What is expected.
Which lines in the data below contain the word "plant"? Collect every one of them, treating uppercase and lowercase as different.

Material.
-- START --
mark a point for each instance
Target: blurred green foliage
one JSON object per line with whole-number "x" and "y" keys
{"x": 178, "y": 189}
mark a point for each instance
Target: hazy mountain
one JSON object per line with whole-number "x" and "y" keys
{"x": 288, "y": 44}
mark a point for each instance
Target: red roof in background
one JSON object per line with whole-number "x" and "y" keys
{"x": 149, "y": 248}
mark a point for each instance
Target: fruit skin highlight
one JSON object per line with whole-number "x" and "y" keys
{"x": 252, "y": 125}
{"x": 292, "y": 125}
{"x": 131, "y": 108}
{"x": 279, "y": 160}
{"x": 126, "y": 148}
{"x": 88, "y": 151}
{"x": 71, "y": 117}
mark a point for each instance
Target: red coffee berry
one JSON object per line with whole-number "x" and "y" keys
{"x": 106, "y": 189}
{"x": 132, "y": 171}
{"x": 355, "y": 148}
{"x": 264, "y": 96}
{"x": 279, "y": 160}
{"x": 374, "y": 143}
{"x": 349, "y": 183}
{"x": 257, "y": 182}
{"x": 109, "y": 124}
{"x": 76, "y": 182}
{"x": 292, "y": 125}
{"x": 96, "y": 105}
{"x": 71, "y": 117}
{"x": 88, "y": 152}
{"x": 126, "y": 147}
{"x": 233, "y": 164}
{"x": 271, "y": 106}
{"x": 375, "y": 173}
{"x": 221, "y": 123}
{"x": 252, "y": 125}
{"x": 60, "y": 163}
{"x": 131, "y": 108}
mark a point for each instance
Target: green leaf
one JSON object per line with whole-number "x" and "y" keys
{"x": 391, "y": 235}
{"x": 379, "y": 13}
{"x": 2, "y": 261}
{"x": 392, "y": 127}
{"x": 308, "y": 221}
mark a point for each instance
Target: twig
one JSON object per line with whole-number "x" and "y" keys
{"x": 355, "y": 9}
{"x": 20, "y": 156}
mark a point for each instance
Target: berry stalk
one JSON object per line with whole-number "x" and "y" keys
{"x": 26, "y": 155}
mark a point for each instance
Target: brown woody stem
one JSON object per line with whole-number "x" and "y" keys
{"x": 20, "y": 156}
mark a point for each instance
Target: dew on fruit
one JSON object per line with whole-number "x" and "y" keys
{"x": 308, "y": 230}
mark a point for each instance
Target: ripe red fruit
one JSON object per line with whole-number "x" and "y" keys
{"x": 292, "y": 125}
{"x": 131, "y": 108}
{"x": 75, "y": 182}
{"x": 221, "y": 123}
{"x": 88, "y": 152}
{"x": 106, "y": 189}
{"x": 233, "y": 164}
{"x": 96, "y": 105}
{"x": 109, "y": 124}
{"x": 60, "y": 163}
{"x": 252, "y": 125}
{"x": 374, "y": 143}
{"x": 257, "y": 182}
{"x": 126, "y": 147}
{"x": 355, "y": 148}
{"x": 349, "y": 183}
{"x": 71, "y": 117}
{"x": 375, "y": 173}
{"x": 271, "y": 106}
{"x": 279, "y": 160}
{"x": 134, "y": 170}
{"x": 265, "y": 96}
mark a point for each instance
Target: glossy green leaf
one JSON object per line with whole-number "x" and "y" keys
-- END --
-- START --
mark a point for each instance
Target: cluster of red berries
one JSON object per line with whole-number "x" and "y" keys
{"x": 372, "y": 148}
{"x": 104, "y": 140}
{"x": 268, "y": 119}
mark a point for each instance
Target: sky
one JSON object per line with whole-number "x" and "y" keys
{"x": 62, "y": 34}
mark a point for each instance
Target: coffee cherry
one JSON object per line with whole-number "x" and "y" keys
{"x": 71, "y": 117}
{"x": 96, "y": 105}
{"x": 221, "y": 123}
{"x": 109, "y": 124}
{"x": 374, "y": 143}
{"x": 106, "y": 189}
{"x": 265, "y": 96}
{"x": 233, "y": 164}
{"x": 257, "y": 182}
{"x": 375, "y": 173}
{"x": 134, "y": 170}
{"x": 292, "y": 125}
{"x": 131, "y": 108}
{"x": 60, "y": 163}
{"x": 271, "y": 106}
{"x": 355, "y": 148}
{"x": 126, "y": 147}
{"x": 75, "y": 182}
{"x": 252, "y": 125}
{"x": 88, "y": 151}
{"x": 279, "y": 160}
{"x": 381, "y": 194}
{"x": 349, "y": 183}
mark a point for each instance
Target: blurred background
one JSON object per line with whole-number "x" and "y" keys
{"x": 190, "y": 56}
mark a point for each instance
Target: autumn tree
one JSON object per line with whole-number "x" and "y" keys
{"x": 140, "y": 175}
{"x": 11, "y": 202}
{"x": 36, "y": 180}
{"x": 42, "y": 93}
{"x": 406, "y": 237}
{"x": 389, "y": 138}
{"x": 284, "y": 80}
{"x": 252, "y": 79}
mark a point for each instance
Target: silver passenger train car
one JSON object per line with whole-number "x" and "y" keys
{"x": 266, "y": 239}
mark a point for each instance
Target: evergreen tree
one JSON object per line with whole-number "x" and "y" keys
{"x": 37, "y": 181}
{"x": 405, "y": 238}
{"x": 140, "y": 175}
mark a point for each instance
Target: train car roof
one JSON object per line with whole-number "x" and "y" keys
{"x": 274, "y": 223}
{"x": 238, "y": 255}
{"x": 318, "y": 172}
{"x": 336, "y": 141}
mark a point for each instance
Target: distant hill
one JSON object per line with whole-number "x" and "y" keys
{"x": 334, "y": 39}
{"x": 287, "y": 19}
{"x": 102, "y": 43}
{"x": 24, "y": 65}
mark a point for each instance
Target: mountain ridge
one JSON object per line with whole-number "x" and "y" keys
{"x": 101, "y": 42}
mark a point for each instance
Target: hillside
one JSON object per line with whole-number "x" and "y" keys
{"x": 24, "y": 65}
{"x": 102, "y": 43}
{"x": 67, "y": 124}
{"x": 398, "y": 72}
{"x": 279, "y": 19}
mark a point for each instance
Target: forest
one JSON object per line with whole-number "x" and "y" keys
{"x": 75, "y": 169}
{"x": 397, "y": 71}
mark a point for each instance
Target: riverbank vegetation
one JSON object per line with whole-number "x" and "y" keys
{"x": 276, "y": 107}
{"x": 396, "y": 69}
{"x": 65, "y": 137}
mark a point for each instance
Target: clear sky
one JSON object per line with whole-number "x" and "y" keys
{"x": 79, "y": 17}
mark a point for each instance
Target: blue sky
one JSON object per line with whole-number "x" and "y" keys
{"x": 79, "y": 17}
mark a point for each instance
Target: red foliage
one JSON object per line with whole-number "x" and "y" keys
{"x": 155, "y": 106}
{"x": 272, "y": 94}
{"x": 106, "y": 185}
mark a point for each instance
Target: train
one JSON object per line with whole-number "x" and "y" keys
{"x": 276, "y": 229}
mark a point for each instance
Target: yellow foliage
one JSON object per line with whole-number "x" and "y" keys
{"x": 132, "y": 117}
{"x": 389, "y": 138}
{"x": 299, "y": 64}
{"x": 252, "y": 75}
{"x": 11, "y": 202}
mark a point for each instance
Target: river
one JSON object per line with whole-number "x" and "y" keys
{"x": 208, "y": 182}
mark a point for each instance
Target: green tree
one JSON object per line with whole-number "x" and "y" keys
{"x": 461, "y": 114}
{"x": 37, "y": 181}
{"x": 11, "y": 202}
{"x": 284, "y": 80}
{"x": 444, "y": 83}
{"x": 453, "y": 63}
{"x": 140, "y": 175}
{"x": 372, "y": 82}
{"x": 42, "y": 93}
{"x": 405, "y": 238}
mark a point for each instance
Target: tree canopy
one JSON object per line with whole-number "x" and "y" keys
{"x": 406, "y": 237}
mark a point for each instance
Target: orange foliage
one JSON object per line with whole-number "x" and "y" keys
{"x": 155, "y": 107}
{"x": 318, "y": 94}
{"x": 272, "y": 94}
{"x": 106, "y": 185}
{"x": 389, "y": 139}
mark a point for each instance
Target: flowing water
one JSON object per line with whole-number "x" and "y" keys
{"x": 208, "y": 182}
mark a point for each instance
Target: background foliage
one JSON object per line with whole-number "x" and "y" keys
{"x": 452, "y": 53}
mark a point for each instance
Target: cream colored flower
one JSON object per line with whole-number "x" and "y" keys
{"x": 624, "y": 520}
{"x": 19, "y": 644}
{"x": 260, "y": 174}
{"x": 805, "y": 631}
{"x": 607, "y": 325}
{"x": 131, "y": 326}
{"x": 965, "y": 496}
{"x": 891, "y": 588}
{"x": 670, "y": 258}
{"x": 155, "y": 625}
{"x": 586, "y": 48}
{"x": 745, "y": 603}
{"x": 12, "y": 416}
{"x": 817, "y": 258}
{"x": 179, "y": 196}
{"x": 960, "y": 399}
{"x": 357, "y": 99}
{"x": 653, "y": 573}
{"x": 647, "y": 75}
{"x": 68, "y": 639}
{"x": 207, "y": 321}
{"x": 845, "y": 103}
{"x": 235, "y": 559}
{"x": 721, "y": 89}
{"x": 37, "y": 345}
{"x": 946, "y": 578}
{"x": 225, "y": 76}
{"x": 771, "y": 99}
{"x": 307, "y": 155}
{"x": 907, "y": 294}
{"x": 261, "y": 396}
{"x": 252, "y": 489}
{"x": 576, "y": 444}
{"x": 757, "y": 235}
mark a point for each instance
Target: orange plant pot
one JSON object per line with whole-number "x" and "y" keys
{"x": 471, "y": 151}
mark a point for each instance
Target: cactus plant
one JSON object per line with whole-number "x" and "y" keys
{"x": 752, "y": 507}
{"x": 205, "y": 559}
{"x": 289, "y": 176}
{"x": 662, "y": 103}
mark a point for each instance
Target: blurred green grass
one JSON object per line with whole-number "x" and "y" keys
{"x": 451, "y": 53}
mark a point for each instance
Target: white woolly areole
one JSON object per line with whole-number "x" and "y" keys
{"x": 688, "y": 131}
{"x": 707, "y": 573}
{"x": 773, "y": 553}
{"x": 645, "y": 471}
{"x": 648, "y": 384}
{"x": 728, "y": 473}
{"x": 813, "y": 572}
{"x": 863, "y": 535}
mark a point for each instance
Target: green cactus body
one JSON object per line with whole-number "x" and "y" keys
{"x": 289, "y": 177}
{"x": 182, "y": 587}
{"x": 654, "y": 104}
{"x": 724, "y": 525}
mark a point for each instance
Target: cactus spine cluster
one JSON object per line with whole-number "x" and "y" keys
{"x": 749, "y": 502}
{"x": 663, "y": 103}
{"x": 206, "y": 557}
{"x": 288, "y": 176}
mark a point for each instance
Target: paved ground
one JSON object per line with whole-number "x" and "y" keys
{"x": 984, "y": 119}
-- END --
Complete output.
Target: orange plant pot
Target: cactus plant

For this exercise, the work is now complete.